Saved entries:
[Start of section]

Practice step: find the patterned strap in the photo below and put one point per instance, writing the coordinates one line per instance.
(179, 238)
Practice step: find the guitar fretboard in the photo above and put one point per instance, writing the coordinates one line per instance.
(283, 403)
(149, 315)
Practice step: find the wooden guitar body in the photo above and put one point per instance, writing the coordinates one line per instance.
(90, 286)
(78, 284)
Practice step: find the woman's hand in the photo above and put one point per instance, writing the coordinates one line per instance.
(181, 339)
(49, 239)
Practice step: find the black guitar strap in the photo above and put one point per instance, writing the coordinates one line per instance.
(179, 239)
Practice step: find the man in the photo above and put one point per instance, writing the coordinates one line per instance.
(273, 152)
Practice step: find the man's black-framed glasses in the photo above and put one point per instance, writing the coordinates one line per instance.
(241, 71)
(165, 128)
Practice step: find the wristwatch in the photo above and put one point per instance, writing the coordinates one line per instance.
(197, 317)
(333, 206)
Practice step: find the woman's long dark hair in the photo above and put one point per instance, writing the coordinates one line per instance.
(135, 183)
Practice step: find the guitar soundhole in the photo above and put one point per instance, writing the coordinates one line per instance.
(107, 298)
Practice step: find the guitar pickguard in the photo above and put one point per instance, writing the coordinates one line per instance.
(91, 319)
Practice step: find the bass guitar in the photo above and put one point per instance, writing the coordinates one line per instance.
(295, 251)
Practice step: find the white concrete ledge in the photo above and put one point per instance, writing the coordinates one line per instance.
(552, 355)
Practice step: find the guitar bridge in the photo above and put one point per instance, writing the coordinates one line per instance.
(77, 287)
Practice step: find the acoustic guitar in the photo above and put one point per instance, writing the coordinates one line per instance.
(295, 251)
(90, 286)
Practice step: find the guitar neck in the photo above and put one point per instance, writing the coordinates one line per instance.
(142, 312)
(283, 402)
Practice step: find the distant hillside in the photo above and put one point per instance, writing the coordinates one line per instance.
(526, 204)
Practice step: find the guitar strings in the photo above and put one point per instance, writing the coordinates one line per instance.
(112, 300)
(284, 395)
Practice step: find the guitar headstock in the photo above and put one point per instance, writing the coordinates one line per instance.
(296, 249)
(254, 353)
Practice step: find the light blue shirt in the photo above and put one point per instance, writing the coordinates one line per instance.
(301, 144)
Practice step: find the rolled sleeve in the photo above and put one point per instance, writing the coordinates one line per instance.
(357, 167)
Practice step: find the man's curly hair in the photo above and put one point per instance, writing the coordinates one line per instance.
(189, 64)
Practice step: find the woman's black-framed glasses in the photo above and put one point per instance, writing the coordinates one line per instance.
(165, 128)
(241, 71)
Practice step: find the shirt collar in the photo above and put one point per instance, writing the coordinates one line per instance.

[End of section]

Restate exactly each line of the data from the one bearing "Practice step: find the woman's black-framed" to the end, and add nothing.

**RESULT OF THIS EXERCISE:**
Practice step: find the woman's black-framed glasses in the photo above and put one point per instance, writing the coordinates one line per instance.
(165, 128)
(241, 71)
Practice step: find the shirt collar in the photo above and put one point per instance, writing the coordinates one line per instance.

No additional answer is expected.